::: THE DATA :::

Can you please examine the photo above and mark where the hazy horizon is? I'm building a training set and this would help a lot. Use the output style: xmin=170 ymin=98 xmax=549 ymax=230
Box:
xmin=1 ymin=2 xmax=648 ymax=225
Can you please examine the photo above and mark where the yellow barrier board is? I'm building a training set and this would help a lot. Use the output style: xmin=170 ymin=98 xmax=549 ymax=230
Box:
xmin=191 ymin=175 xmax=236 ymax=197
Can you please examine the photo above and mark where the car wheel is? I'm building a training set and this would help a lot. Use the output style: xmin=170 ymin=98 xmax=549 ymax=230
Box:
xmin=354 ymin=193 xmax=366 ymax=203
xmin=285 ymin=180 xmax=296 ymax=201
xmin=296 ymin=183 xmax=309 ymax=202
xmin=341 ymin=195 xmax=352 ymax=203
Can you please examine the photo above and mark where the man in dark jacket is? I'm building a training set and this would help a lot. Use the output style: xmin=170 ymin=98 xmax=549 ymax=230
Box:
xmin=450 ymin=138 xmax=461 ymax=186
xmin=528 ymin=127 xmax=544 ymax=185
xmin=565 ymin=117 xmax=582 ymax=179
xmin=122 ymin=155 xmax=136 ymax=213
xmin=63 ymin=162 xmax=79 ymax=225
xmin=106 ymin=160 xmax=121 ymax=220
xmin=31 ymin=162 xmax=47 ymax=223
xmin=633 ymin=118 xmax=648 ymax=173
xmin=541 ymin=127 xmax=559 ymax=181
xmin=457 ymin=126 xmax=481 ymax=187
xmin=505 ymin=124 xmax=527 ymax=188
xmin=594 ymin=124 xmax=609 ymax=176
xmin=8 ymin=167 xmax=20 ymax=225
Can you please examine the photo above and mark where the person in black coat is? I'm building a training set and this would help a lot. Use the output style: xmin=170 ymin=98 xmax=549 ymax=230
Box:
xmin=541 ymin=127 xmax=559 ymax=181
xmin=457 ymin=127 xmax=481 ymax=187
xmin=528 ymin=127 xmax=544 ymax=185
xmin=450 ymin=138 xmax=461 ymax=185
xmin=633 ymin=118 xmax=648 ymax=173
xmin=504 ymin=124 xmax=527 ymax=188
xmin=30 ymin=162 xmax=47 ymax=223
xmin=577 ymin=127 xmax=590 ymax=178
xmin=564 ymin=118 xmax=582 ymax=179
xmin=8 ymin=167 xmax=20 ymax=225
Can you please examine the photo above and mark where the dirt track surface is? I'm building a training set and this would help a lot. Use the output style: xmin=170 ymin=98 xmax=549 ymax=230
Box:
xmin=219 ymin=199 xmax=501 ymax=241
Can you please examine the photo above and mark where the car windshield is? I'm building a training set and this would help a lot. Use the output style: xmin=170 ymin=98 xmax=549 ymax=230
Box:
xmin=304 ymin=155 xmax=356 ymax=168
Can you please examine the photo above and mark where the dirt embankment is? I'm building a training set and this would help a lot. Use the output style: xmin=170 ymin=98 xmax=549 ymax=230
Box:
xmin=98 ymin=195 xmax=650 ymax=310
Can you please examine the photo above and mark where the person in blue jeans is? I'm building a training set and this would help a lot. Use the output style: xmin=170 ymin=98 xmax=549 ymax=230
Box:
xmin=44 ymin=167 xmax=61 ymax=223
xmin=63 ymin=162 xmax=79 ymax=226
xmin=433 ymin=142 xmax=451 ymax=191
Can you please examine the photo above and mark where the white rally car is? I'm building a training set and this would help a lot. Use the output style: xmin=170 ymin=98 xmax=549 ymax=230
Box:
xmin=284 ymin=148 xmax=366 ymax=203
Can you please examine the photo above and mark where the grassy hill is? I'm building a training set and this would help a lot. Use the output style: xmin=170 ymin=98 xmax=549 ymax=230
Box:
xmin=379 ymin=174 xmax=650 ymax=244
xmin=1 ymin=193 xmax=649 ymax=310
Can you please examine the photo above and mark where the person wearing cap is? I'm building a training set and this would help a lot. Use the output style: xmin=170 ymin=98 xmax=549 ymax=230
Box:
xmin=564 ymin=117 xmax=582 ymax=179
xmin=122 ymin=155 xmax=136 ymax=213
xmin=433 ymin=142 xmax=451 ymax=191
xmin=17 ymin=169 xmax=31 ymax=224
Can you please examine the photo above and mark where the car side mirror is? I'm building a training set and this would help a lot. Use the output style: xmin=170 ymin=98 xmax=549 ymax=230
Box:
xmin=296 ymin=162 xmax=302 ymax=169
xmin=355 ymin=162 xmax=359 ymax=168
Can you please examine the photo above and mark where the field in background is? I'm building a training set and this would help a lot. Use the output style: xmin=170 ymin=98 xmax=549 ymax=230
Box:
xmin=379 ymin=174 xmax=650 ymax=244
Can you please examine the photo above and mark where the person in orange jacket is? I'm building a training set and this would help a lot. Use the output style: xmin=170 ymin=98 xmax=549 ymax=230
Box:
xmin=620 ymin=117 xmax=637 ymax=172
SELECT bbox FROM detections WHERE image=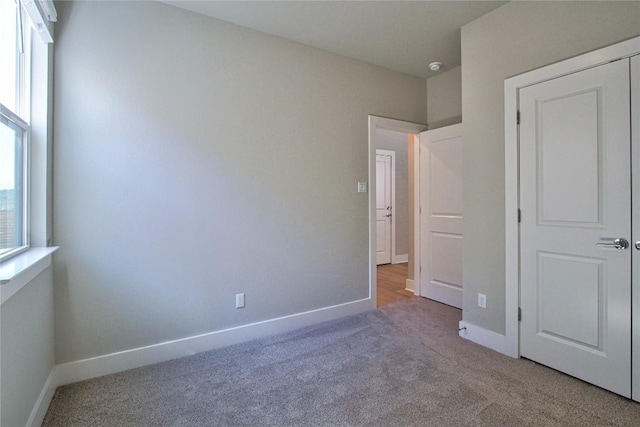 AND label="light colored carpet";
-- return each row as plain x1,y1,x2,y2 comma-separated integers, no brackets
43,298,640,426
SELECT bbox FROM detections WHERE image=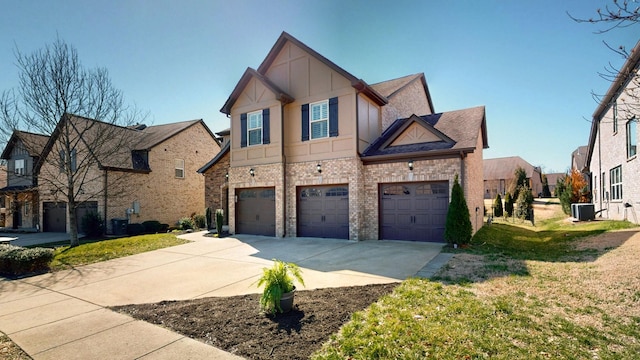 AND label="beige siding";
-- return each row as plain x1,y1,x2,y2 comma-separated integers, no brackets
230,76,283,168
357,95,381,153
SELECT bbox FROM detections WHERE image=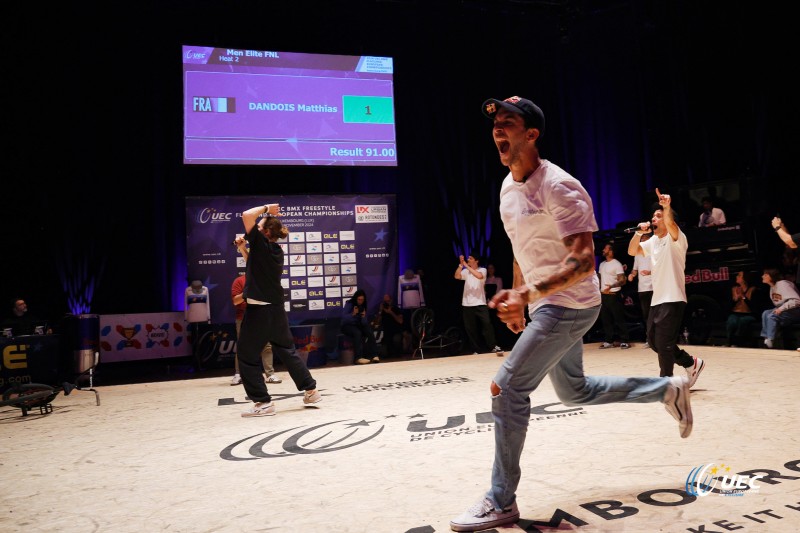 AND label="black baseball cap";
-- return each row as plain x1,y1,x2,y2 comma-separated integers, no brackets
482,96,545,136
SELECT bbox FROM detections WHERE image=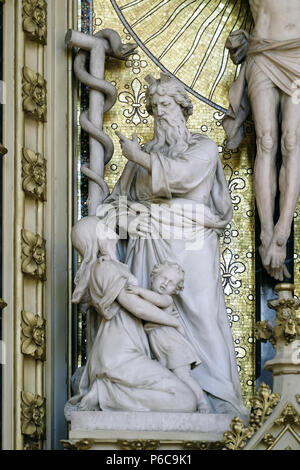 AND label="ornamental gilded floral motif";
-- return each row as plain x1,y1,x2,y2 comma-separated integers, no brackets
22,66,47,122
21,229,46,281
119,78,149,126
21,310,46,361
21,391,45,442
22,148,47,201
22,0,47,44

:::

**GOAL OF THE EXERCISE**
Count every line of the data above where "person" appears, and give the total only.

**RESULT OF THIS EXERCISE**
4